**DATA RECORDS**
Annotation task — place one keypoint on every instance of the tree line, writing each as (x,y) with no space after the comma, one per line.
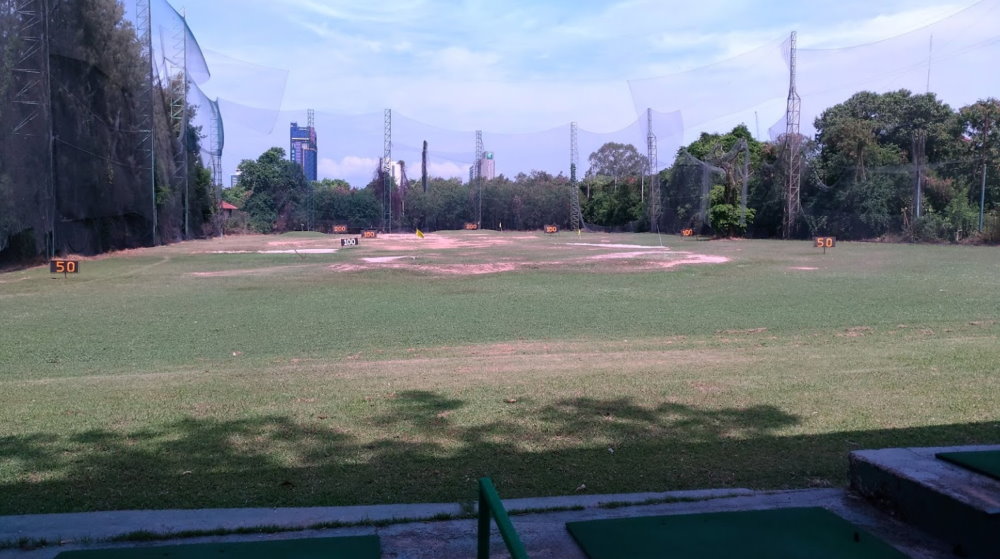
(79,119)
(873,159)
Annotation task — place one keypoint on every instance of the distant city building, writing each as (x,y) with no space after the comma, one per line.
(303,150)
(487,169)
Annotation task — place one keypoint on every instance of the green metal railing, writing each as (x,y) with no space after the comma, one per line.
(491,506)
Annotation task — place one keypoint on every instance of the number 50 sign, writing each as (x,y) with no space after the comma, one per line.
(63,266)
(825,242)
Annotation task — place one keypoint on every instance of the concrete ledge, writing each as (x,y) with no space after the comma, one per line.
(955,504)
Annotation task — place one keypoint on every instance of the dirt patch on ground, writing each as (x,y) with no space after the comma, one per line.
(249,272)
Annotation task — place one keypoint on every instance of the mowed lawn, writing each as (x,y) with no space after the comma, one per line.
(186,377)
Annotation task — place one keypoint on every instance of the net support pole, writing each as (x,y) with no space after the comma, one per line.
(982,199)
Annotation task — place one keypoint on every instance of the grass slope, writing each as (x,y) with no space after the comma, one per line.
(174,377)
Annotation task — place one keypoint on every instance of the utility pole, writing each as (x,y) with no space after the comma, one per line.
(147,124)
(575,215)
(982,189)
(387,174)
(479,178)
(654,181)
(793,203)
(423,168)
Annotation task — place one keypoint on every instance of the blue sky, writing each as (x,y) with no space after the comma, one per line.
(507,67)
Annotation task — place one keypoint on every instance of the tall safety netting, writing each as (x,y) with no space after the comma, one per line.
(105,129)
(903,179)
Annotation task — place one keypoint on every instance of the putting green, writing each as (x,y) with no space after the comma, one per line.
(986,462)
(806,533)
(353,547)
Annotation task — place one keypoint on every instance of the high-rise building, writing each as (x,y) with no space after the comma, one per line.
(303,147)
(487,170)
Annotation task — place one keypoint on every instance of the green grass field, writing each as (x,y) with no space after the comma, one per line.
(177,377)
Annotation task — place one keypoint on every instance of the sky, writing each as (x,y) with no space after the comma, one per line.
(522,70)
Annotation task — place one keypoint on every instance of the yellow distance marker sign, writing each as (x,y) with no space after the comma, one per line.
(825,242)
(64,267)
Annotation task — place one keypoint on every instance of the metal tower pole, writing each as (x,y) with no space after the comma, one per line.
(387,173)
(575,215)
(147,126)
(423,168)
(654,183)
(793,140)
(479,178)
(179,114)
(184,125)
(33,95)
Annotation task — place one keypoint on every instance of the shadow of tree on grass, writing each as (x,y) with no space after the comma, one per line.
(609,445)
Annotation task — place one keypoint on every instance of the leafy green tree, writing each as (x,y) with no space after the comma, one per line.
(979,127)
(335,202)
(873,148)
(617,161)
(276,187)
(726,218)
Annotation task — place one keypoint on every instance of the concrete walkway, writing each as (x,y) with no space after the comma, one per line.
(540,522)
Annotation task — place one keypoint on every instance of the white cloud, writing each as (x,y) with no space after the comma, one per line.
(348,167)
(445,170)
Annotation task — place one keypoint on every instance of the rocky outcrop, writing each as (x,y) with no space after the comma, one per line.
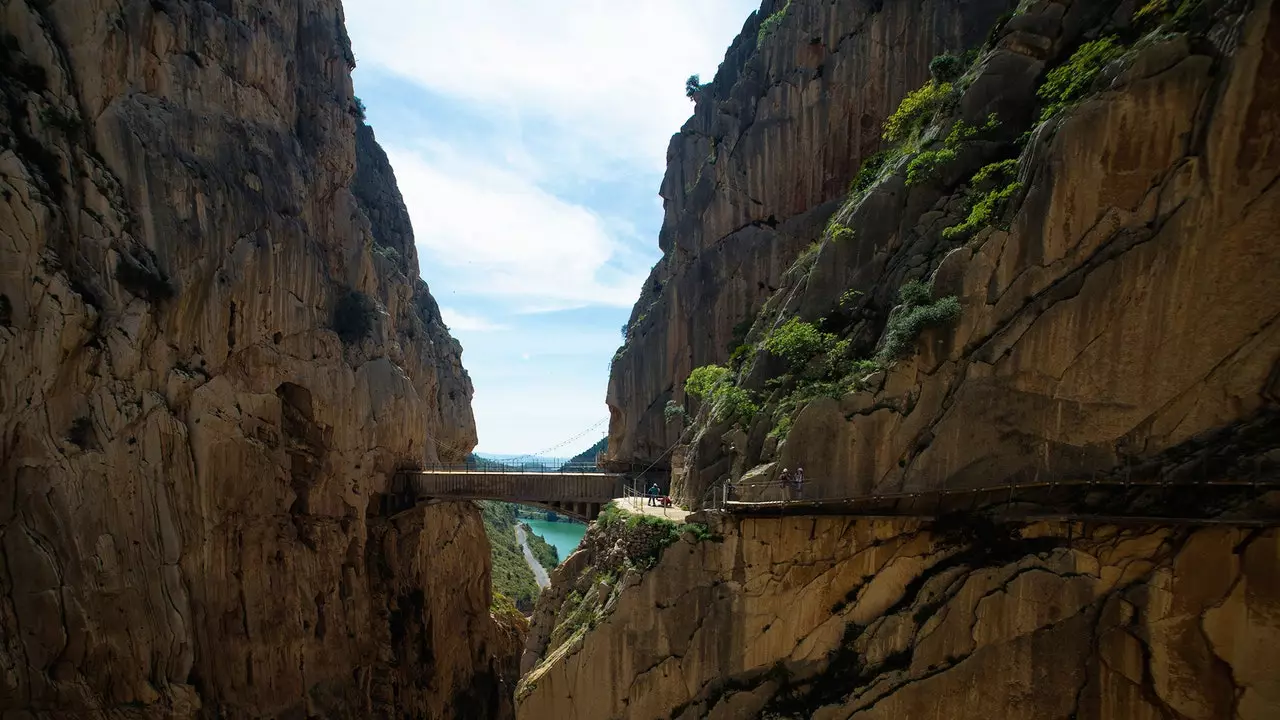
(833,618)
(754,173)
(213,356)
(1098,333)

**EXERCISE OBJECTIVE**
Copy out all of the material above word for word, including every point, but leave out the pictures.

**WRITTEN RESPONSE**
Annotation task — place one keypoint on every instance of the tree line, writing each as (x,y) with no space after the comma, one per line.
(79,119)
(873,159)
Annotation task — place one keypoint on every instance of the distant city building, writing each as (x,y) with no space after the comma, one per line.
(303,150)
(487,169)
Annotation task — place one keypoint on every instance of the green metal railing, writing each as (x,y) with no space after the comma, one per line.
(491,506)
Annotation task — place one keypoint on every instance of the number 50 sign, writing each as (x,y) with no space after the comma, one per line.
(63,266)
(825,242)
Annotation task — place one keypoint on every instance of the concrete ledge, writing each as (x,y) with no space after the comma, one per line.
(955,504)
Annotation task — place one keypoint on every instance of the dirt patch on ground, writing each as (x,y) with no space after the comma, one per line.
(249,272)
Annotation task — place one keypoint on every instance of the mowed lawn, writing each as (x,y) with no space after the comma, one per line.
(186,377)
Annotation task — place one keypoint on every instance of the net support pole, writing each as (x,y) with no space after the comma, one per line.
(982,199)
Annotation task — place one keypoint on every instance of the grass slope, writing each as (x,y) with no space after the comma, one per line.
(174,377)
Annotation task — place one keypoint on every instance of the utility pole, writing each as (x,y) with no space after the comma, one per line.
(147,124)
(575,215)
(982,189)
(387,174)
(479,178)
(654,181)
(793,203)
(423,168)
Annotation task — place one keypoint on every instance of the blue sky, writing each as (x,y) with no space after the comma, one per line.
(507,67)
Annotation task — place one keypoint on every instance of the tall safety netting, writing each as (x,y) with no space after the comma, one per line.
(105,129)
(903,179)
Annotation task — place one keypoint on every instance of the putting green, writing each as (x,y) with no space after the comma, one per line.
(986,462)
(806,533)
(353,547)
Annotation task — place one keypoint on every instance of the high-rise building, writing each as (x,y) with no space after the comma, one per line.
(303,147)
(487,170)
Annotation task — place one keypoint on every instance of the green grass field, writing each as (x,y) with no space after the comma, one per line.
(177,377)
Annotation task — place one keypoint on every instance of the sky, writing each as (x,y) with no space after the comma, one per line.
(522,70)
Annotation task — place one keypoint on every instance of the yellow distance marker sign, writing each as (x,y) with no space after the comma, one per line.
(825,242)
(64,267)
Annotation task — place one keypoint on every instance of the metal tower pole, writing each as (x,y) with no space after the comma, one per line.
(387,173)
(575,215)
(147,126)
(423,168)
(654,183)
(793,140)
(479,178)
(179,114)
(184,125)
(33,95)
Annotation task — place one keypoint on every instance of the shadow of tree on grass, writing each as (x,y) with no space after the comma, one per line.
(609,445)
Annotation task — place one keypoint on every instance of the leafy green tree, writing each as (x,y) with no space after the comma, one per line.
(979,127)
(335,202)
(873,148)
(617,161)
(276,187)
(726,218)
Annotation task — place one keypoint on every instance of the concrete walkway, writing each as (x,y) with no space after the comma, one per line.
(540,522)
Annotation task — place one keypoint on every instance of the white cloud, writing each as (x,y) with no space after the comma, one per line.
(348,167)
(445,170)
Annotation task — place one keypoint on every instance of the rocky outcrop, writing each as (x,y) with no space after the comma, one per line.
(833,618)
(754,173)
(213,356)
(1098,333)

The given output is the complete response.